Task:
From the first line to the last, reproduce the records below exactly, omitting any picture.

Dataset records:

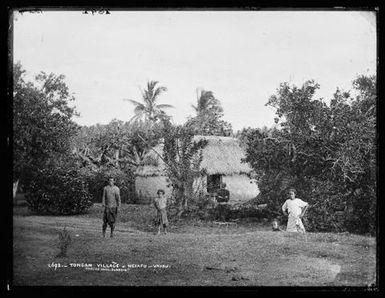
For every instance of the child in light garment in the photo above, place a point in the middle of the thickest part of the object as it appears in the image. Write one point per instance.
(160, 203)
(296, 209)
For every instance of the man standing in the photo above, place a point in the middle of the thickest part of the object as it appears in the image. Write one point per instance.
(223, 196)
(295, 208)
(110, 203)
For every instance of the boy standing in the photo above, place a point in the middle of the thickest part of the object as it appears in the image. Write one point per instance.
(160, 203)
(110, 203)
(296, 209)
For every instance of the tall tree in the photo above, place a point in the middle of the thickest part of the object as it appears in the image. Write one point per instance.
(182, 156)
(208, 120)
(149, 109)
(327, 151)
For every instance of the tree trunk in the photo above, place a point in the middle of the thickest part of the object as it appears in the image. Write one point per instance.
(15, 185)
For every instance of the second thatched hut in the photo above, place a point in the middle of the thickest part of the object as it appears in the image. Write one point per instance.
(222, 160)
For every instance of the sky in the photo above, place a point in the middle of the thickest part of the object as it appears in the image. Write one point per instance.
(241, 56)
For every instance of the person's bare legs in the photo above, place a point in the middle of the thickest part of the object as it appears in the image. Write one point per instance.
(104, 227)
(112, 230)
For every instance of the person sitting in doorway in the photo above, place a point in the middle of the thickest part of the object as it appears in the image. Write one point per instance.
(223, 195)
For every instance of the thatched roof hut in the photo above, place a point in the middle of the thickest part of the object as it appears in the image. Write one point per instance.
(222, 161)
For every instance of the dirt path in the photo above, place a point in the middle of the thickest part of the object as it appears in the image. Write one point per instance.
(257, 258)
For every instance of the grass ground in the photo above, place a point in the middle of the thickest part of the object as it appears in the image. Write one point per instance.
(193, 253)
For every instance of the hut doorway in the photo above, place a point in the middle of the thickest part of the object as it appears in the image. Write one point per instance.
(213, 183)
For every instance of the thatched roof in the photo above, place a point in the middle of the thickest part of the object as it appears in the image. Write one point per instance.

Expected answer:
For every instance of the child in light garment in the photo above, place a point in the middle of the thickest part of the object as it appears in the image. Write one point per instance.
(160, 203)
(296, 209)
For every instance of the man standing in the photo above, place a point in the middle of the thickest part of the object as it appears in the image. Write one point per instance.
(223, 196)
(295, 208)
(110, 203)
For every instance of the boy standing in the photo above, place a point in the middle of the thickest part of the object as it appears in the image. Write one point per instance.
(160, 203)
(110, 203)
(296, 209)
For every instance of the tall tree in the photo above, place a point in the middle of the thickest part of the object as it appears in the image. Write one point per instance.
(182, 156)
(208, 120)
(149, 109)
(327, 151)
For every instance of the tree trunk in the photo above, place a point in the middle of the thickest part of the object as it appears in the image. Write one point per instance.
(15, 185)
For every instance of the second thatched hut in the photo above, place a point in the middle of the thickest part of the object as it appears in the image. Write one point per instance.
(222, 160)
For every instance of the sky in the photo above, place a point in the middle of the thickest part of the object as it appears in the image. Write one point per instance.
(241, 56)
For every instance of the person's bare legs in the photo above, place a point in the middle of the thickest part of the object as it appears in the image. Write one point per instance.
(104, 227)
(112, 230)
For every instance of the person sitting in doorway in the photo above, place a point in the middle of the thickest part of the object as it appears in the image. Write one point per instance.
(223, 195)
For every instance of the thatched roof hut in the photo above, place a point in the middle of the thickest part of the object as it appears in the image. Write one point per instance.
(222, 161)
For every instance of the dirt path in the photo above, place a point in the middle of the thickest part of the object as it appears in the image. Write one point per instance.
(257, 258)
For every instance of the grass ground in the photo above, place a point in the middle of the thickest part of the object as it appears in the image. Write one point per instance.
(193, 253)
For every instance of the hut doorway in the photo above, place a point in the middle of the thickest part of the object as it appears in the image. Write one point per instance.
(213, 183)
For every instance of the thatched roof in the photo above, place a point in the middle of the thickest part of the object as it appears in the image. Write one point per instance.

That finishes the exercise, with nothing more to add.